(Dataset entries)
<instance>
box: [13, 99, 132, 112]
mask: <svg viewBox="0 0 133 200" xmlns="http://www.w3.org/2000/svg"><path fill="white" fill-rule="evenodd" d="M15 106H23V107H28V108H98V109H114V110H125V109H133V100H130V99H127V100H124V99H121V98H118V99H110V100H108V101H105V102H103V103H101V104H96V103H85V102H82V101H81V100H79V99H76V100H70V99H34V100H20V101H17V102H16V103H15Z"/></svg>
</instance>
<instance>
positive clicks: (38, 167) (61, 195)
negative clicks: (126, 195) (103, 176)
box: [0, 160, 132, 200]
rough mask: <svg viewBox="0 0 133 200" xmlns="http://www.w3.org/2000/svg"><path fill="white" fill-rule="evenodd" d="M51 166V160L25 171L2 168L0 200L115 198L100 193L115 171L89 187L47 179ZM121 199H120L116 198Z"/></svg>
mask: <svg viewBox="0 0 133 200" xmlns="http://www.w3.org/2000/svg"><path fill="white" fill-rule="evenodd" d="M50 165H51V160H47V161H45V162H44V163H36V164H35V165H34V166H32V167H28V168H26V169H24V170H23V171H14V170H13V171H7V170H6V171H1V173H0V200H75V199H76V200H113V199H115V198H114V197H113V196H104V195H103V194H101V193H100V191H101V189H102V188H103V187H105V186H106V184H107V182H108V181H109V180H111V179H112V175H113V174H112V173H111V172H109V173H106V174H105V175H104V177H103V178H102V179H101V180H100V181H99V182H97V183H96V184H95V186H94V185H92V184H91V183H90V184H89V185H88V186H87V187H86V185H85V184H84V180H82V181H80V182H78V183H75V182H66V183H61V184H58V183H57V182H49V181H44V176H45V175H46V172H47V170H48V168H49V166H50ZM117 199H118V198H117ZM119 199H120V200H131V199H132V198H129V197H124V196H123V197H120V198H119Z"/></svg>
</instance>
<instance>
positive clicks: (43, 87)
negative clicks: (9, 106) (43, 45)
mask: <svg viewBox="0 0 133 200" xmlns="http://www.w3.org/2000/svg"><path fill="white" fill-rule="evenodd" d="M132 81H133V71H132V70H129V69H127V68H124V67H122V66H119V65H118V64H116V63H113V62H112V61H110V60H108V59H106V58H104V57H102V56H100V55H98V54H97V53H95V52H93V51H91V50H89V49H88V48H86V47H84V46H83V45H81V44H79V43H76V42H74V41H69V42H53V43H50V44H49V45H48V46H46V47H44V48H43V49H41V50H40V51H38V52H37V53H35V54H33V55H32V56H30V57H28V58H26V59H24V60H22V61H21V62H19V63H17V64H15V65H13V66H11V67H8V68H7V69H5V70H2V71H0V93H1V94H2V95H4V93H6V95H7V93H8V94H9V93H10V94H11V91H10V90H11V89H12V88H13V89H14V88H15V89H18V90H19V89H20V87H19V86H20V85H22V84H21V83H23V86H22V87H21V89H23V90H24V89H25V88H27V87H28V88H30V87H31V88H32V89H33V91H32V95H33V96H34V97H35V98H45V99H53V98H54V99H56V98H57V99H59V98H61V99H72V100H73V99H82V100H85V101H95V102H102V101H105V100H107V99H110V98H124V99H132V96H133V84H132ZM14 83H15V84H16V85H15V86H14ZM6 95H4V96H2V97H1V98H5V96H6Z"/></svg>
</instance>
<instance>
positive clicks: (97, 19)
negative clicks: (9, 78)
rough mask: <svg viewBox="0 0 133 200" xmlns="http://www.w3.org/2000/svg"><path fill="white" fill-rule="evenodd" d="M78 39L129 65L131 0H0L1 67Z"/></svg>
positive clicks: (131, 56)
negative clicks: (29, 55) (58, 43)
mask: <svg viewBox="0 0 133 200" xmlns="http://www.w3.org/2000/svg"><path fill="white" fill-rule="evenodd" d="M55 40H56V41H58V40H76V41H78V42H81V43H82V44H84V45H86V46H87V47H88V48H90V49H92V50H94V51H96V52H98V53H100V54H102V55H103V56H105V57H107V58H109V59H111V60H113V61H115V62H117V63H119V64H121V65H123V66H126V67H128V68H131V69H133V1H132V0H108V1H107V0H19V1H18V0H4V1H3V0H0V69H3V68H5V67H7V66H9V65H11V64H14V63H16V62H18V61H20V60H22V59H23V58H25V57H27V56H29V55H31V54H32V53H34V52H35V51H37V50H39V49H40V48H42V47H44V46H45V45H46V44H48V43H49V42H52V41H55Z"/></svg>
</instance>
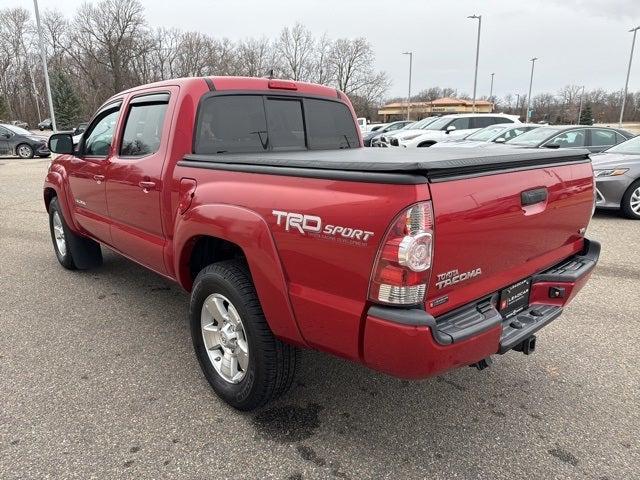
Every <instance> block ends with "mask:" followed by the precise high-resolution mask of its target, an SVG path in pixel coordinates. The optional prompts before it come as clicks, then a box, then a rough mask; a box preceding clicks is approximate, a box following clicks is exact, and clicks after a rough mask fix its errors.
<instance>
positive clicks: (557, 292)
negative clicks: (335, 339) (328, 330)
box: [363, 240, 600, 378]
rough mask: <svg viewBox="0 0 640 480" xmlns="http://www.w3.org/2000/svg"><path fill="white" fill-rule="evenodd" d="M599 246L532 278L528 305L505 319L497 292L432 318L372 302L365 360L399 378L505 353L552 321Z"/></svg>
mask: <svg viewBox="0 0 640 480" xmlns="http://www.w3.org/2000/svg"><path fill="white" fill-rule="evenodd" d="M599 255H600V244H599V243H597V242H593V241H589V240H585V249H584V251H583V252H582V253H581V254H578V255H574V256H572V257H570V258H568V259H566V260H564V261H562V262H560V263H559V264H557V265H555V266H554V267H552V268H550V269H548V270H545V271H544V272H541V273H539V274H536V275H534V276H533V277H532V282H531V292H530V297H529V308H528V309H527V310H525V311H524V312H521V313H519V314H518V315H516V316H515V317H512V318H509V319H504V318H503V317H502V315H501V314H500V313H499V312H498V310H497V308H496V307H497V304H498V293H497V292H496V293H494V294H492V295H489V296H487V297H485V298H482V299H480V300H478V301H476V302H472V303H470V304H468V305H465V306H463V307H461V308H458V309H456V310H454V311H452V312H449V313H447V314H446V315H443V316H441V317H438V318H435V317H433V316H431V315H429V314H428V313H427V312H426V311H424V310H421V309H399V308H393V307H381V306H372V307H371V308H370V309H369V311H368V314H367V318H366V325H365V331H364V342H363V355H364V362H365V363H366V364H367V365H368V366H369V367H371V368H373V369H375V370H380V371H383V372H386V373H388V374H391V375H394V376H397V377H402V378H423V377H429V376H433V375H437V374H439V373H442V372H444V371H446V370H449V369H452V368H455V367H460V366H464V365H470V364H473V363H476V362H478V361H480V360H482V359H484V358H486V357H488V356H490V355H493V354H496V353H499V354H502V353H505V352H507V351H509V350H511V349H513V348H515V347H517V346H518V345H520V344H522V342H523V341H524V340H526V339H528V338H529V337H531V335H533V334H534V333H535V332H536V331H538V330H540V329H541V328H543V327H544V326H546V325H548V324H549V323H550V322H552V321H553V320H555V319H556V318H558V317H559V316H560V314H561V313H562V308H563V307H564V306H565V305H566V304H568V303H569V302H570V301H571V300H572V299H573V298H574V297H575V295H576V294H577V293H578V291H580V289H581V288H582V287H583V286H584V284H585V283H586V282H587V280H588V279H589V277H590V275H591V272H592V271H593V269H594V267H595V266H596V264H597V262H598V257H599Z"/></svg>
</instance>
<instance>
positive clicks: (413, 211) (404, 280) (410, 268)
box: [369, 202, 433, 305]
mask: <svg viewBox="0 0 640 480" xmlns="http://www.w3.org/2000/svg"><path fill="white" fill-rule="evenodd" d="M432 257H433V210H432V207H431V202H420V203H416V204H415V205H413V206H411V207H410V208H408V209H407V210H405V211H404V212H402V213H401V214H400V215H398V217H396V218H395V219H394V221H393V223H392V224H391V228H389V231H388V232H387V235H386V237H385V238H384V240H383V243H382V246H381V247H380V250H379V251H378V255H377V257H376V261H375V264H374V266H373V273H372V275H371V283H370V285H369V300H371V301H373V302H376V303H386V304H391V305H416V304H419V303H422V302H423V301H424V296H425V293H426V291H427V285H428V284H429V277H430V274H431V259H432Z"/></svg>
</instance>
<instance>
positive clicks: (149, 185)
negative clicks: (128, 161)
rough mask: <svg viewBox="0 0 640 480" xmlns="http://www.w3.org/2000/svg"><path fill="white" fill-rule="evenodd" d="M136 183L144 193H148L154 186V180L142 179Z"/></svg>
mask: <svg viewBox="0 0 640 480" xmlns="http://www.w3.org/2000/svg"><path fill="white" fill-rule="evenodd" d="M138 185H139V186H140V188H142V191H143V192H144V193H149V190H151V189H152V188H153V187H155V186H156V182H148V181H142V182H140V183H138Z"/></svg>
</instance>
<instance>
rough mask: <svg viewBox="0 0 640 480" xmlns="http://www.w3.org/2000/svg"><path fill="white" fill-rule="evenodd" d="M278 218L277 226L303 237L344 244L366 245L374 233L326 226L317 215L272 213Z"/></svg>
mask: <svg viewBox="0 0 640 480" xmlns="http://www.w3.org/2000/svg"><path fill="white" fill-rule="evenodd" d="M271 213H272V214H273V215H274V216H275V217H276V224H277V225H278V226H281V227H282V226H284V229H285V230H286V231H287V232H289V231H296V232H299V233H301V234H302V235H311V236H314V237H321V238H325V239H328V240H337V241H341V242H344V243H353V244H360V245H366V244H367V242H368V240H369V239H370V238H371V237H373V235H374V233H373V232H369V231H367V230H362V229H359V228H352V227H342V226H340V225H331V224H326V225H324V223H323V221H322V219H321V218H320V217H318V216H317V215H304V214H302V213H294V212H283V211H281V210H273V211H272V212H271Z"/></svg>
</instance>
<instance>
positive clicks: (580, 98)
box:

→ **PROMPT**
Look above for the line with "negative clicks: (29, 55) (58, 43)" and the line with "negative clicks: (335, 339) (328, 330)", then copy exactly the lines from the first through the second, both kept, with no pictures.

→ **RESULT OF THIS EXERCISE**
negative clicks: (29, 55) (58, 43)
mask: <svg viewBox="0 0 133 200" xmlns="http://www.w3.org/2000/svg"><path fill="white" fill-rule="evenodd" d="M55 40H56V41H58V40H76V41H78V42H81V43H82V44H84V45H86V46H87V47H88V48H90V49H92V50H94V51H96V52H98V53H100V54H102V55H103V56H105V57H107V58H109V59H111V60H113V61H115V62H117V63H119V64H121V65H123V66H126V67H128V68H131V69H133V1H132V0H108V1H107V0H19V1H18V0H4V1H3V0H0V69H3V68H5V67H7V66H9V65H11V64H14V63H16V62H18V61H20V60H22V59H23V58H25V57H27V56H29V55H31V54H32V53H34V52H35V51H37V50H39V49H40V48H42V47H44V46H45V45H46V44H48V43H49V42H52V41H55Z"/></svg>
</instance>
Every <instance> block ends with "mask:" followed by the precise high-resolution mask of its target, an SVG path in pixel coordinates. The optional prompts before it come as clicks, then a box, then a rough mask; a box preceding clicks is approximate, a box following clicks is exact, and clicks after a rough mask fix its errors.
<instance>
positive clicks: (557, 292)
negative clicks: (335, 339) (328, 330)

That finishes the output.